» **Tasks to perform**:
[A] Answer each question from the archery forum thread, one per line:
(i) Which Olympic shooting events does the first post liken to Barebow?
(ii) For how many years does TomB say he has held that view of the job?
(iii) What record does gitnbetr say Rick now has to go after?
[B] In the archery forum thread, retype the passage from "Outsider looking in" up to and including "World Championship organizers.".

» **Passage provided**:
━━━━

I'd say that in this sense, Olympic Rifle events are like our Olympic Recurve (lots of technological assistance and an ever-increasing race toward greater precision), and I'd say that the Olympic Pistol events are like Barebow. What's good for shooting but unfortunate for archery is that shooting has Olympic events that are "minimalist" whereas archery doesn't. This is too bad, because there are different types of personalities that are drawn to the different disciplines within the sport.

Compare: 
http://www3.pictures.zimbio.com/gi/Yusuf+Dikec+Olympics+Day+1+Shooting+LUzFJjeItUkl.jpg
and 
http://i.telegraph.co.uk/multimedia/archive/02287/SHOOTER2_2287651b.jpg


----------



## TomB (Jan 28, 2003)

limbwalker said:


> I see it as our duty as coaches to encourage these young people to find their true passion, whether that be compound, recurve OR barebow, and then help them learn all they can about it.
> 
> I always thought we were here to help the archers, not the other way around.


Stupid me John. That's what I thought the job was for the past 21 years. Maybe one day I can become a "serious" coach.


----------



## vabowdog (Dec 13, 2007)

It truly is a "stigma" in sports that in order to be a football player it has to be NFL and only a QB...in stock car racing only NASCAR counts...and in archery kids only look up to Olympic archers that are truly successful.

In all sports today it seems that everyone gets a prize or ribbon and one really doesn't stand out from any of the others...even though a few have spent much more time practicing and honing their craft. I'm a type person that if I succeed because of hard work,patience,discipline then I want the accolades that come with it because of my hard work.



Dewayne Martin


----------



## 2413gary (Apr 10, 2008)

Sad to say but most coaches I have seen or talked to at tournaments don't know how to teach Barebow. Maybe this is where we start. Teach the coaches!!!


----------



## TomB (Jan 28, 2003)

2413gary said:


> Sad to say but most coaches I have seen or talked to at tournaments don't know how to teach Barebow. Maybe this is where we start. Teach the coaches!!!


Coach, heal thy self. Know what you don't know, and fix it.


----------



## gitnbetr (Jan 17, 2007)

Congratulations to Rick! 

Now he has to go after the Texas State record.


----------



## limbwalker (Sep 26, 2003)

gitnbetr said:


> Congratulations to Rick!
> 
> Now he has to go after the Texas State record.


Yes, congratulations indeed. I took special satisfaction in seeing his achievement today, since he and I have been battling head-to-head for the past few years in the barebow division. He's almost always bested me, but I've come close. There was no coming close today, and I was very pleased for him. What's great is to see an archer with Rick's resume (and many aren't familiar with just how much success he's had in the sport because he competed at a time when Darrel and Rick were at their peak) still seek out achievements to accomplish, still get nervous and still be thrilled that he reached a goal. 

Folks, that's what it's all about. Regardless of what discipline one chooses.

John


----------



## Atascaderobow (Nov 4, 2014)

Outsider looking in on the barebow class so take that into consideration when you read my observations. Why wouldn't a coach say you need to get serious if you want to move up? What is there in barebow that lets the young archer aim toward the Olympics or world championships? Not fair to barebow, but until there is acceptance of one set of rules between organizations you will never have the opportunity to flaunt your skills and barebow appeal to media audiences. Read the recent topics on barebow and you will see what I mean about agreement on barebow rules. All the infighting between different barebow camps makes it hard to put on a unified front with the OC or World Championship organizers.

━━━━

» **Data provided**:

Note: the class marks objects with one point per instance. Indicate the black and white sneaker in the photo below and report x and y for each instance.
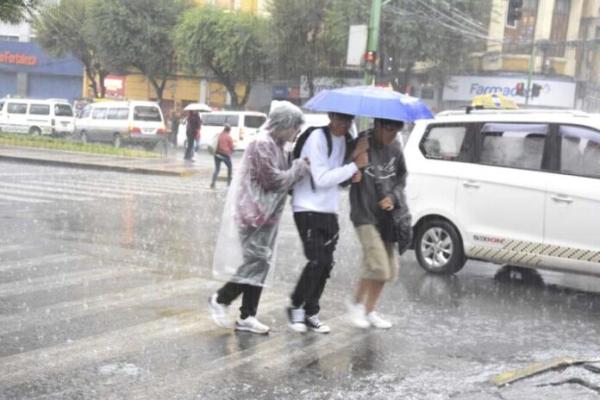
(314, 324)
(296, 319)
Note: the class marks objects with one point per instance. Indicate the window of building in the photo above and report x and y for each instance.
(513, 145)
(518, 37)
(39, 109)
(560, 23)
(579, 151)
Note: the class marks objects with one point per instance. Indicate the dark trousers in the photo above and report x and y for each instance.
(221, 158)
(319, 234)
(189, 149)
(250, 297)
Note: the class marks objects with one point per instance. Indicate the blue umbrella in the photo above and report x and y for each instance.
(370, 101)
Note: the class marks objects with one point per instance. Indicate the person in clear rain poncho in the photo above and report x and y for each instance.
(245, 250)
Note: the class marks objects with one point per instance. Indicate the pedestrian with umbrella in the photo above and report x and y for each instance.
(378, 208)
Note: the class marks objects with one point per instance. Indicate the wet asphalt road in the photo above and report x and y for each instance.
(104, 278)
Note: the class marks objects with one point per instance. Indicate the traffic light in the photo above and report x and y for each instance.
(370, 60)
(535, 90)
(520, 89)
(515, 11)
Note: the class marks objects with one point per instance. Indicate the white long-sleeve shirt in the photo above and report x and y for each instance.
(327, 173)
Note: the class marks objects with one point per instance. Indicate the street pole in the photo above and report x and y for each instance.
(373, 41)
(529, 74)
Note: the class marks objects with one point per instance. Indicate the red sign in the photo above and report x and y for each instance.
(17, 58)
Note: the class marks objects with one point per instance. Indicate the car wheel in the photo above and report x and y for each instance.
(439, 247)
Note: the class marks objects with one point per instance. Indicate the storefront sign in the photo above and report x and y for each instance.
(545, 93)
(7, 57)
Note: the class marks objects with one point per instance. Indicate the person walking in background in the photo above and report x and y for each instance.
(223, 154)
(245, 249)
(315, 201)
(192, 132)
(372, 200)
(174, 126)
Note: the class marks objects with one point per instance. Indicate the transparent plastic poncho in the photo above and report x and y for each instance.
(245, 249)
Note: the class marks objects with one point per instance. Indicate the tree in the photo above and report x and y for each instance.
(16, 11)
(64, 29)
(306, 35)
(135, 34)
(229, 44)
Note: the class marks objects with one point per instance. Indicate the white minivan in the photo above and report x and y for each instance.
(244, 127)
(120, 122)
(511, 187)
(36, 117)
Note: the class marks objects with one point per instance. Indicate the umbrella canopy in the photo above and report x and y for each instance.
(494, 100)
(370, 101)
(197, 107)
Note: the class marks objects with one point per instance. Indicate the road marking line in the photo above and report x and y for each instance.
(28, 366)
(63, 280)
(105, 302)
(54, 189)
(22, 200)
(89, 185)
(38, 194)
(41, 260)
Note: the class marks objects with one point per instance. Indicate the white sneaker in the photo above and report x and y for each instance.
(314, 324)
(357, 315)
(296, 319)
(219, 312)
(251, 324)
(377, 322)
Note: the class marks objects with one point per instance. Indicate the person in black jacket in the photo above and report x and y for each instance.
(373, 200)
(192, 132)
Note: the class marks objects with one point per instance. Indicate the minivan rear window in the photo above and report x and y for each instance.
(146, 113)
(254, 121)
(63, 110)
(39, 109)
(17, 108)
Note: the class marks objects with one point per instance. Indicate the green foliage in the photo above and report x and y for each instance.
(16, 11)
(136, 34)
(229, 44)
(65, 28)
(309, 37)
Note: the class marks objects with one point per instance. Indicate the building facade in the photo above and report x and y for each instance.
(541, 53)
(26, 70)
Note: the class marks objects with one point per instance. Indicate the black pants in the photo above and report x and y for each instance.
(221, 158)
(189, 149)
(250, 297)
(319, 234)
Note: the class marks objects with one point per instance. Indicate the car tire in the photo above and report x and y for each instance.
(439, 248)
(117, 143)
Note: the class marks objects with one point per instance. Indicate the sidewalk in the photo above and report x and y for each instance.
(172, 165)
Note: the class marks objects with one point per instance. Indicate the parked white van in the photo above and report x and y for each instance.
(244, 127)
(36, 117)
(515, 187)
(120, 122)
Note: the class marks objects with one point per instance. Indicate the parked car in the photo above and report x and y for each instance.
(511, 187)
(36, 117)
(120, 122)
(244, 127)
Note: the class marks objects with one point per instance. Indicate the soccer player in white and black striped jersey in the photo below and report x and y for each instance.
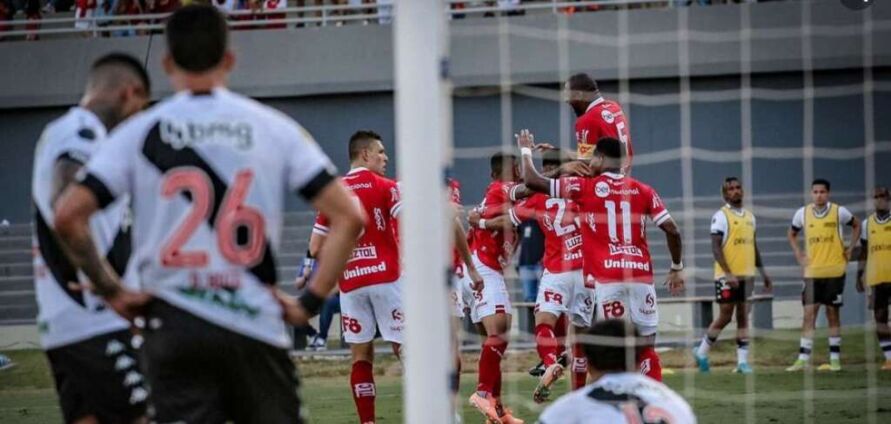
(208, 171)
(93, 362)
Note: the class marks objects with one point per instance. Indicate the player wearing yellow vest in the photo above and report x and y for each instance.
(874, 267)
(823, 262)
(736, 258)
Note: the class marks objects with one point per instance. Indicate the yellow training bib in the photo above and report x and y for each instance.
(878, 261)
(825, 248)
(739, 244)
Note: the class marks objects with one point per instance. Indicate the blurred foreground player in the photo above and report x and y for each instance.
(208, 170)
(874, 267)
(614, 210)
(89, 347)
(617, 394)
(736, 259)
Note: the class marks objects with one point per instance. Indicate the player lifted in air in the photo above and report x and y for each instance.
(823, 261)
(88, 346)
(562, 291)
(490, 308)
(874, 267)
(370, 293)
(597, 117)
(736, 259)
(614, 209)
(207, 171)
(617, 393)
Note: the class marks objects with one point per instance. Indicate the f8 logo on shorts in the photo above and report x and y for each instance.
(351, 324)
(396, 314)
(614, 309)
(550, 296)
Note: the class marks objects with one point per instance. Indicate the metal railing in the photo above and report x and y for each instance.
(325, 15)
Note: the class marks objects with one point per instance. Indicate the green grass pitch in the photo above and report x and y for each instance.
(771, 395)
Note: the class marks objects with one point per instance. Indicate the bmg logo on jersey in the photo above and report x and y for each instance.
(187, 134)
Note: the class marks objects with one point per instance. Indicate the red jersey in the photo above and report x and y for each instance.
(558, 220)
(375, 260)
(455, 198)
(604, 118)
(614, 210)
(494, 247)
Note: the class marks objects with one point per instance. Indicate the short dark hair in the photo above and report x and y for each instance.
(822, 181)
(197, 37)
(360, 141)
(610, 147)
(125, 61)
(611, 355)
(582, 82)
(496, 163)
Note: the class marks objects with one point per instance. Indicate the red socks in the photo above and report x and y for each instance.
(579, 367)
(560, 331)
(546, 344)
(650, 365)
(362, 382)
(490, 365)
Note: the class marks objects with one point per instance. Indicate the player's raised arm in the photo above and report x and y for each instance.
(346, 220)
(532, 178)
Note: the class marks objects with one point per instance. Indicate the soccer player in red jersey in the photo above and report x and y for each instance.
(614, 211)
(491, 306)
(563, 291)
(597, 117)
(370, 296)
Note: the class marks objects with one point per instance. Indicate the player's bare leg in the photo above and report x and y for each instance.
(700, 353)
(485, 399)
(742, 338)
(809, 321)
(883, 333)
(833, 316)
(547, 345)
(362, 380)
(650, 364)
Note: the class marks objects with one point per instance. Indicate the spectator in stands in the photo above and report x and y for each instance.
(83, 15)
(127, 8)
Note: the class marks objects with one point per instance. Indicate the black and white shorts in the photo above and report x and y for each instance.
(202, 373)
(823, 291)
(101, 377)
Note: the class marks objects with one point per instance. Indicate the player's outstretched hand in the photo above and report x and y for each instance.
(675, 283)
(473, 218)
(525, 139)
(476, 280)
(127, 303)
(577, 168)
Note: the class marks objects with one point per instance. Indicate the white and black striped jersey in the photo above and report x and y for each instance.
(67, 316)
(620, 398)
(208, 174)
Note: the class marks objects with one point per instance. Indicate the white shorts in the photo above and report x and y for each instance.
(367, 309)
(81, 18)
(636, 301)
(565, 293)
(492, 299)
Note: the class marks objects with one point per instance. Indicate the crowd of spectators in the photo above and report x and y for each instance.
(88, 13)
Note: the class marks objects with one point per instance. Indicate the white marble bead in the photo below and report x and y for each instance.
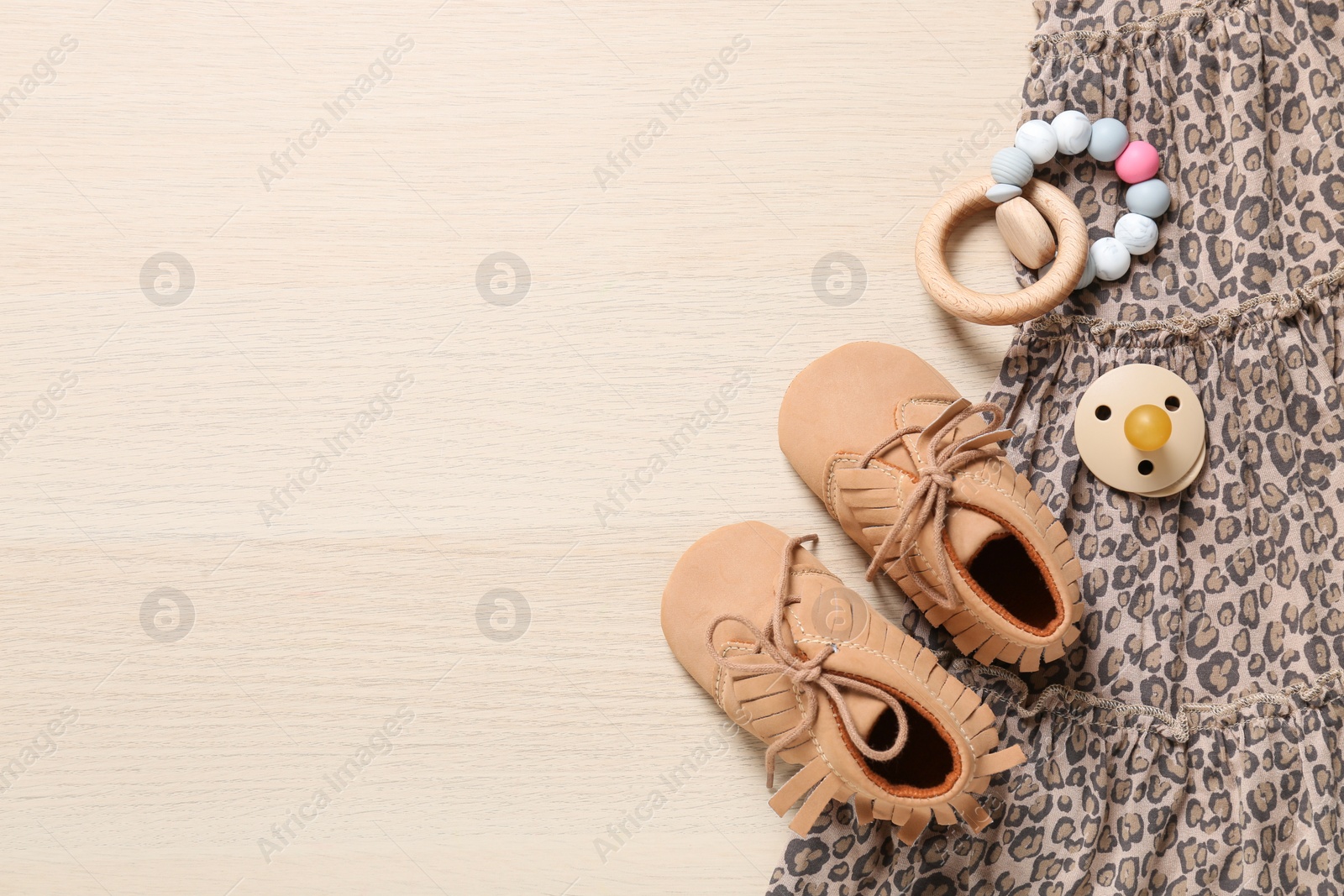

━━━━

» **Task-by-task solutions**:
[A]
(i) The Olympic Pistol events
(ii) 21 years
(iii) The Texas State record

[B]
Outsider looking in on the barebow class so take that into consideration when you read my observations. Why wouldn't a coach say you need to get serious if you want to move up? What is there in barebow that lets the young archer aim toward the Olympics or world championships? Not fair to barebow, but until there is acceptance of one set of rules between organizations you will never have the opportunity to flaunt your skills and barebow appeal to media audiences. Read the recent topics on barebow and you will see what I mean about agreement on barebow rules. All the infighting between different barebow camps makes it hard to put on a unified front with the OC or World Championship organizers.